Фрагмент документа –
▽
24 апреля 2017 г., 19:15

1K

Прозорливый Замятин: Д. Оруэлл и О. Хаксли стали его последователями

65 понравилось 0 пока нет комментариев 6 добавить в избранное

o-o.jpeg Автор: Олег Павлов

Русский писатель Евгений Замятин стал родоначальником целого литературного направления в мировой культуре – антиутопии, представление о которой дает простое перечисление имен: Набоков, Оруэлл, Брэдбери… У себя на родине он был свидетелем гигантских, поистине тектонических общественных сдвигов, когда отдельная личность, судьба которой всегда оставалась в центре внимания нашей классики, перестанет быть самоценностью. В России, которую его современник вскоре назовет «кровью умытая», он столкнется с насилием, принуждением, огромным количеством невинных жертв, что не сможет не отразиться на его творчестве.

Он родился в 1884 году в Лебедяни. Отец был православным священником, мать – пианисткой. Лебедянь детства – заштатный городок на берегу Дона с без малого семью тысячами жителей. В городе семь православных храмов, Троицкий монастырь и сто лавок. Фабрик и заводов – девять, главные из них – мыловаренный, два кожевенных и винокуренный.

«Рос под роялем, – вспоминал писатель. – Мать – хорошая музыкантша. Гоголя в четыре – уже читал. Детство – почти без товарищей: товарищи – книги. До сих пор помню дрожь от "Неточки Незвановой" Достоевского, от тургеневской "Первой любви". Это были – старшие и, пожалуй, страшные; Гоголь – был другом».

Еще в гимназии Евгений понял, что ему легко дается словесность (он писал блестящие сочинения), но совершенно противится математика – математический язык казался очень трудным, а его изучение было мучительным. Тем неожиданней оказался выбор Замятиным кораблестроительного факультета политехнического института. Как позже сам признавался, он сделал это, скорее, из упрямства, наперекор судьбе и своим способностям.

В столичном институте Евгений Замятин быстро примкнул к компании молодых людей из социал-демократов и проникся большевистскими настроениями. Замятин стал постоянным участником митингов и демонстраций.

В 1905 году за большевистскую агитацию рабочих его арестовали. Выйти на свободу он смог благодаря стараниям матери. Освободившись, Евгений продолжил обучение в институте.

Во время революции 1905 года он прошел всю положенную шкалу испытаний: арест, неотступные мысли о мешочке с порохом, оставленном на подоконнике (найдут – виселица), одиночка на Шпалерной, нелегальное проживание в Петербурге, а затем в Гельсингфорсе, в Финляндии…

Об этой поре своей жизни сам Замятин скажет позднее: «Революция была юной, огнеглазой любовницей, – и я был влюблен в Революцию...»
△
Данные для рассмотрения –
▽
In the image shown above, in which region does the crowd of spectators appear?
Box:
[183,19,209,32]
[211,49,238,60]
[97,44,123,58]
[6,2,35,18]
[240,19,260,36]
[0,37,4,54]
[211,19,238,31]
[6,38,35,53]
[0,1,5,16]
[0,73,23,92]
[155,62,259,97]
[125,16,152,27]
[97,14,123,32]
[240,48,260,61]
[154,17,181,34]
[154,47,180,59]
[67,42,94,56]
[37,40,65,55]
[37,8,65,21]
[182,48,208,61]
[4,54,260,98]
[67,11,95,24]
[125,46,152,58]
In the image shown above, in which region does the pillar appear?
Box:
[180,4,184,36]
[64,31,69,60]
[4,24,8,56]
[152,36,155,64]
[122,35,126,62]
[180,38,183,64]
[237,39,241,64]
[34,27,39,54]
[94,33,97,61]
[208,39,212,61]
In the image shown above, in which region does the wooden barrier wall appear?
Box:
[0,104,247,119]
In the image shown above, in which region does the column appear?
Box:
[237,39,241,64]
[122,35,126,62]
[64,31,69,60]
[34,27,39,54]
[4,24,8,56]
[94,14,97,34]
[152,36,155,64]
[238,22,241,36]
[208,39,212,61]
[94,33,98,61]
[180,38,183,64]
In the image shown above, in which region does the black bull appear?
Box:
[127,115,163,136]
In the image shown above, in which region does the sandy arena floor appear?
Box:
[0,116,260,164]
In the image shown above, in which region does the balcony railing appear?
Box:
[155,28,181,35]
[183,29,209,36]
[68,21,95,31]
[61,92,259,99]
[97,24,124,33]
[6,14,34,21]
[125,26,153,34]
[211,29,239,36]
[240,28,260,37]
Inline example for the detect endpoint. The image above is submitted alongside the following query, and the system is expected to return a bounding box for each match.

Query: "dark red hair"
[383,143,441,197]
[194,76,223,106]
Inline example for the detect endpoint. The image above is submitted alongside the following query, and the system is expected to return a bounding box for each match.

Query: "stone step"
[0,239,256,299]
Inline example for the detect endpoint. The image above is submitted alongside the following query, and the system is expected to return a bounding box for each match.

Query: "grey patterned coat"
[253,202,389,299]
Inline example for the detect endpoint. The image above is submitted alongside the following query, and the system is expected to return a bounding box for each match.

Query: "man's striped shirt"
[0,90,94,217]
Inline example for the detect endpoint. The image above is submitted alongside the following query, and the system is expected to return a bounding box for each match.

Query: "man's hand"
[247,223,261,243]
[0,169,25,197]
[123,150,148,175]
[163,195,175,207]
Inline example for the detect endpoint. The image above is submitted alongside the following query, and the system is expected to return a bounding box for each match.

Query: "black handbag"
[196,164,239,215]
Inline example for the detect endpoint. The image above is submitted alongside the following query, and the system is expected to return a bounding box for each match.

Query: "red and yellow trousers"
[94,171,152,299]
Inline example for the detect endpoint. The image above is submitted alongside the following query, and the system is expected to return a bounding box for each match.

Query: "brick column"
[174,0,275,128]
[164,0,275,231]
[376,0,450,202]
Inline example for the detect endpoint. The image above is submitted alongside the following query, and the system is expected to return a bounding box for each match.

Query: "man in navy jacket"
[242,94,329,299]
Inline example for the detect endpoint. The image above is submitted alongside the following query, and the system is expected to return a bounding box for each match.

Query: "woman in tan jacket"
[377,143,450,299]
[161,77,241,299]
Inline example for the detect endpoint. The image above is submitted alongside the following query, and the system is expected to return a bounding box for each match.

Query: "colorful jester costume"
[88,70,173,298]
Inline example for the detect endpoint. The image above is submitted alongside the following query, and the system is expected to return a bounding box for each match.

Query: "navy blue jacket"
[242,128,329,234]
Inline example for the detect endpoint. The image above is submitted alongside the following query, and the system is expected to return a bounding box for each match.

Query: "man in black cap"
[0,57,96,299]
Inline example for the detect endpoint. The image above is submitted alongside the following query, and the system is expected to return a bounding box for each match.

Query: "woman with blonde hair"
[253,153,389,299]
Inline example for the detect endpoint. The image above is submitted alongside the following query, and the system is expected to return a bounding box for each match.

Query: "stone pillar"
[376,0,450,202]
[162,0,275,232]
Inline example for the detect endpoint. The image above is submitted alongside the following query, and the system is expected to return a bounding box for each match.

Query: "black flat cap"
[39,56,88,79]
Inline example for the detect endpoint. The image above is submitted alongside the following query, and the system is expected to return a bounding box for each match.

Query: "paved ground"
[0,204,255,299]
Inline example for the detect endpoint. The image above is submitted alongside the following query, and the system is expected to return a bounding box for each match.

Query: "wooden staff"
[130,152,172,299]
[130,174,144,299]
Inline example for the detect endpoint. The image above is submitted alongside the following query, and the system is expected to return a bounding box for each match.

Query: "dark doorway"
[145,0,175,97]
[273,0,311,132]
△
Постановка задачи –
Согласно фрагменту документа, в каком году и в каком городе родился Евгений Замятин?

Ответ к заданию –
Евгений Замятин родился в 1884 году в Лебедяни.